#### Task
Write out every one of the following records line for line, leaving out the pictures.

#### Records supplied
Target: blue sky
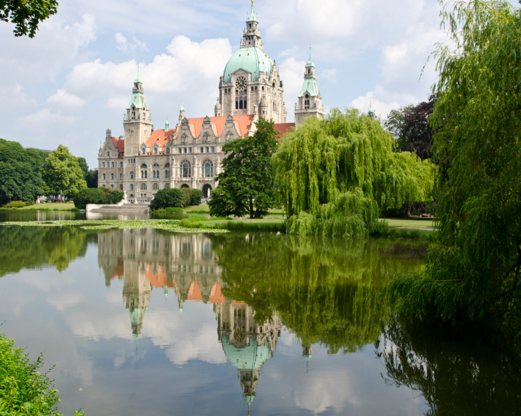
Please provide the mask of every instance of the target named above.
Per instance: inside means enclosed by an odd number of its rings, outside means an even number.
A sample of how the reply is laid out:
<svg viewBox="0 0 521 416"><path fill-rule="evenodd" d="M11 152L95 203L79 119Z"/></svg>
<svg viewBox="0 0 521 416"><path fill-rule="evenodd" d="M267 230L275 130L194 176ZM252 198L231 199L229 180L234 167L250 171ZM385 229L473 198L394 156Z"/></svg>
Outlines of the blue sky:
<svg viewBox="0 0 521 416"><path fill-rule="evenodd" d="M24 147L67 146L97 166L107 128L122 134L137 66L156 128L213 115L219 77L239 48L250 2L62 2L34 39L0 23L0 137ZM257 0L264 48L277 61L292 120L308 48L326 109L370 100L384 118L425 100L440 29L436 0Z"/></svg>

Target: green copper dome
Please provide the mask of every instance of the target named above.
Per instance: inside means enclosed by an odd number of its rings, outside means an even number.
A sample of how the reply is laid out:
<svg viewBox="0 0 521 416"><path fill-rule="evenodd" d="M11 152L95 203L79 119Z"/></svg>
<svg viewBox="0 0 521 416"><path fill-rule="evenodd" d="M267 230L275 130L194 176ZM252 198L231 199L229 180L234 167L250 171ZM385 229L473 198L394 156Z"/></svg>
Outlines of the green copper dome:
<svg viewBox="0 0 521 416"><path fill-rule="evenodd" d="M230 336L222 336L222 349L230 362L240 370L259 368L271 357L267 343L257 345L255 338L250 339L250 344L241 348L230 344Z"/></svg>
<svg viewBox="0 0 521 416"><path fill-rule="evenodd" d="M231 74L238 69L243 69L252 74L251 80L258 80L259 73L266 72L269 79L273 61L260 48L245 46L232 55L225 67L222 75L225 83L231 82Z"/></svg>

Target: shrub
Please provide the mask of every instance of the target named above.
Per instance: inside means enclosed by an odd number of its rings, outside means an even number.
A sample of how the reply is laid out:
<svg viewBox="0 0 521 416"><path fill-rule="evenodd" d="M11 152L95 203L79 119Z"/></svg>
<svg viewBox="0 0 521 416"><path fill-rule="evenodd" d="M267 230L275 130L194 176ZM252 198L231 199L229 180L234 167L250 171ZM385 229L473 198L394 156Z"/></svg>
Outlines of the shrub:
<svg viewBox="0 0 521 416"><path fill-rule="evenodd" d="M2 206L2 208L23 208L34 205L34 201L11 201Z"/></svg>
<svg viewBox="0 0 521 416"><path fill-rule="evenodd" d="M123 199L123 192L113 188L84 188L75 194L74 206L84 210L87 204L117 204Z"/></svg>
<svg viewBox="0 0 521 416"><path fill-rule="evenodd" d="M184 208L191 205L199 205L203 192L190 188L167 188L160 189L150 203L153 210L168 207Z"/></svg>
<svg viewBox="0 0 521 416"><path fill-rule="evenodd" d="M47 377L48 372L38 372L43 366L42 356L31 362L14 344L0 333L0 414L60 414L57 407L59 395Z"/></svg>

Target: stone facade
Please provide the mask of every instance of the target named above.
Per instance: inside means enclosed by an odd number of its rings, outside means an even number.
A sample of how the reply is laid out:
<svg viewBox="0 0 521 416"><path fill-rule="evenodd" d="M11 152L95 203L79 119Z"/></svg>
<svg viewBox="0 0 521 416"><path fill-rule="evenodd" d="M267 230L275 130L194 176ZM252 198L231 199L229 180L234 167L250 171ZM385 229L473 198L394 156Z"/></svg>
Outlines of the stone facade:
<svg viewBox="0 0 521 416"><path fill-rule="evenodd" d="M308 68L308 64L304 86L309 80L312 86L305 91L303 87L299 96L297 124L307 116L324 115L314 64ZM281 138L294 125L287 122L282 85L276 63L264 51L252 6L241 48L220 77L215 116L187 118L182 106L175 128L167 121L164 129L154 130L138 74L123 118L123 135L113 137L108 129L100 143L98 186L123 191L125 203L148 202L165 188L196 188L209 197L218 185L215 177L225 157L224 143L253 135L259 116L272 119Z"/></svg>

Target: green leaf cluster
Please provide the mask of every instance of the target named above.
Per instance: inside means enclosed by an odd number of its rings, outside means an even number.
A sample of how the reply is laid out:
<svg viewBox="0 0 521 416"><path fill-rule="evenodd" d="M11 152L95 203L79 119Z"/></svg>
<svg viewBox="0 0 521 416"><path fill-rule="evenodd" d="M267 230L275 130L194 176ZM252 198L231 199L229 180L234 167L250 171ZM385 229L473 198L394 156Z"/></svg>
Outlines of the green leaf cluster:
<svg viewBox="0 0 521 416"><path fill-rule="evenodd" d="M201 204L203 191L191 188L165 188L160 189L150 202L153 211L169 207L184 208Z"/></svg>
<svg viewBox="0 0 521 416"><path fill-rule="evenodd" d="M62 145L49 153L42 173L47 195L62 193L71 198L80 189L87 187L78 158L71 154L69 149Z"/></svg>
<svg viewBox="0 0 521 416"><path fill-rule="evenodd" d="M437 179L439 241L426 271L385 295L401 314L502 327L518 344L521 11L504 1L443 5L454 47L435 53L432 150L447 168Z"/></svg>
<svg viewBox="0 0 521 416"><path fill-rule="evenodd" d="M51 370L39 371L42 355L31 361L14 344L0 333L0 415L59 416L60 396L47 376Z"/></svg>
<svg viewBox="0 0 521 416"><path fill-rule="evenodd" d="M287 133L274 157L290 233L367 235L389 208L431 198L435 167L408 152L377 120L331 110Z"/></svg>
<svg viewBox="0 0 521 416"><path fill-rule="evenodd" d="M277 148L278 132L273 121L260 118L252 136L240 137L225 143L222 172L216 179L219 185L208 202L213 216L262 218L275 206L275 188L271 155Z"/></svg>
<svg viewBox="0 0 521 416"><path fill-rule="evenodd" d="M15 36L34 37L38 24L58 11L56 0L0 0L0 21L11 21Z"/></svg>
<svg viewBox="0 0 521 416"><path fill-rule="evenodd" d="M87 204L117 204L123 199L123 191L103 186L101 188L84 188L72 198L74 206L84 210Z"/></svg>
<svg viewBox="0 0 521 416"><path fill-rule="evenodd" d="M9 201L35 201L43 194L42 152L0 139L0 205Z"/></svg>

#### Answer in full
Target: blue sky
Please provide the mask of every instance of the target named above.
Per instance: inside means enclosed by an odd number of its rings, outside means an even number.
A sample of how the reply is laid out:
<svg viewBox="0 0 521 416"><path fill-rule="evenodd" d="M11 152L95 203L79 119Z"/></svg>
<svg viewBox="0 0 521 416"><path fill-rule="evenodd" d="M267 230L275 130L194 176ZM252 198L231 199L229 180L234 167L250 171ZM385 229L473 198L394 156Z"/></svg>
Outlines of the blue sky:
<svg viewBox="0 0 521 416"><path fill-rule="evenodd" d="M24 147L67 146L97 166L107 128L122 134L137 66L156 128L213 115L219 77L239 48L250 2L62 2L34 39L0 23L0 137ZM257 0L264 48L277 61L292 120L308 48L326 109L370 100L384 118L425 100L440 29L436 0Z"/></svg>

Target: green copper dome
Please provide the mask of every instance of the target named above.
Per instance: inside means enclosed by an odd number of its rings, outside means an even number.
A sample of how the reply is laid out:
<svg viewBox="0 0 521 416"><path fill-rule="evenodd" d="M11 152L95 203L79 119Z"/></svg>
<svg viewBox="0 0 521 416"><path fill-rule="evenodd" d="M267 230L275 130L194 176ZM252 198L231 199L229 180L234 167L250 171ZM385 229L473 198L394 156Z"/></svg>
Outlines of the green copper dome:
<svg viewBox="0 0 521 416"><path fill-rule="evenodd" d="M230 336L222 336L222 349L230 362L240 370L259 368L271 357L267 343L257 345L255 338L250 339L250 344L241 348L230 344Z"/></svg>
<svg viewBox="0 0 521 416"><path fill-rule="evenodd" d="M231 74L238 69L243 69L252 74L251 80L258 80L259 73L266 72L269 79L273 61L260 48L245 46L232 55L225 67L222 75L225 83L231 82Z"/></svg>

Target: shrub
Please provide the mask of every instance of the target named above.
Per instance: inside means enclosed by an odd number of its rings, outside means an even number.
A sample of how the reply is laid out:
<svg viewBox="0 0 521 416"><path fill-rule="evenodd" d="M11 152L95 203L79 119Z"/></svg>
<svg viewBox="0 0 521 416"><path fill-rule="evenodd" d="M267 230L275 130L194 176ZM252 198L231 199L229 180L234 167L250 171ZM385 229L473 198L394 156Z"/></svg>
Outlines of the shrub:
<svg viewBox="0 0 521 416"><path fill-rule="evenodd" d="M2 206L2 208L23 208L34 205L34 201L11 201Z"/></svg>
<svg viewBox="0 0 521 416"><path fill-rule="evenodd" d="M123 199L123 192L113 188L84 188L75 194L74 206L84 210L87 204L117 204Z"/></svg>
<svg viewBox="0 0 521 416"><path fill-rule="evenodd" d="M184 208L191 205L199 205L203 192L190 188L167 188L160 189L150 203L153 210L168 207Z"/></svg>
<svg viewBox="0 0 521 416"><path fill-rule="evenodd" d="M47 377L48 372L38 372L43 366L42 356L31 362L14 344L0 333L0 414L60 414L57 407L59 395Z"/></svg>

Target: stone facade
Please provide the mask of every instance of the target named above.
Per instance: inside means enclosed by an odd number of its rings, outside means an even number.
A sample of how the reply is laid out:
<svg viewBox="0 0 521 416"><path fill-rule="evenodd" d="M11 152L95 203L79 119Z"/></svg>
<svg viewBox="0 0 521 416"><path fill-rule="evenodd" d="M267 230L275 130L194 176ZM252 198L231 199L229 180L234 167L250 171ZM385 229L473 198L394 156Z"/></svg>
Outlines of the stone facade:
<svg viewBox="0 0 521 416"><path fill-rule="evenodd" d="M308 68L308 64L304 86L309 80L312 86L305 91L303 87L299 96L297 124L307 116L324 115L314 64ZM281 138L294 125L287 122L282 85L276 63L264 51L252 6L241 48L220 77L215 116L187 118L182 106L175 128L167 121L164 129L154 130L138 74L123 118L123 135L113 137L108 129L100 143L98 186L123 191L125 203L148 202L165 188L196 188L209 197L218 185L215 177L225 157L224 143L253 135L259 116L272 119Z"/></svg>

Target: green leaf cluster
Please provide the mask of every instance of the target named above.
Per instance: inside means enclosed by an odd number of its rings, outside means an even number.
A sample of how the reply is laid out:
<svg viewBox="0 0 521 416"><path fill-rule="evenodd" d="M11 152L95 203L79 119Z"/></svg>
<svg viewBox="0 0 521 416"><path fill-rule="evenodd" d="M267 230L275 130L194 176ZM252 198L231 199L229 180L234 167L250 171ZM385 229L473 198L394 156Z"/></svg>
Outlines of the green leaf cluster:
<svg viewBox="0 0 521 416"><path fill-rule="evenodd" d="M201 204L203 191L191 188L165 188L160 189L150 202L153 211L169 207L184 208Z"/></svg>
<svg viewBox="0 0 521 416"><path fill-rule="evenodd" d="M62 145L49 153L42 173L47 195L62 193L71 198L80 189L87 187L78 158L71 154L69 149Z"/></svg>
<svg viewBox="0 0 521 416"><path fill-rule="evenodd" d="M437 179L439 241L426 271L385 295L401 314L502 327L518 344L521 11L504 1L443 5L454 47L435 53L432 150L447 168Z"/></svg>
<svg viewBox="0 0 521 416"><path fill-rule="evenodd" d="M51 370L39 371L42 355L31 361L14 344L0 333L0 415L59 416L60 396L47 376Z"/></svg>
<svg viewBox="0 0 521 416"><path fill-rule="evenodd" d="M287 133L274 157L290 233L367 235L389 208L431 198L435 167L408 152L377 120L331 110Z"/></svg>
<svg viewBox="0 0 521 416"><path fill-rule="evenodd" d="M277 148L278 132L273 121L260 118L252 136L240 137L225 143L222 172L216 179L219 185L208 202L213 216L262 218L275 206L275 188L271 155Z"/></svg>
<svg viewBox="0 0 521 416"><path fill-rule="evenodd" d="M15 36L34 37L38 24L58 11L56 0L0 0L0 21L11 21Z"/></svg>
<svg viewBox="0 0 521 416"><path fill-rule="evenodd" d="M87 204L117 204L123 199L123 191L103 186L101 188L84 188L72 198L74 206L84 210Z"/></svg>
<svg viewBox="0 0 521 416"><path fill-rule="evenodd" d="M9 201L35 201L43 194L42 152L0 139L0 205Z"/></svg>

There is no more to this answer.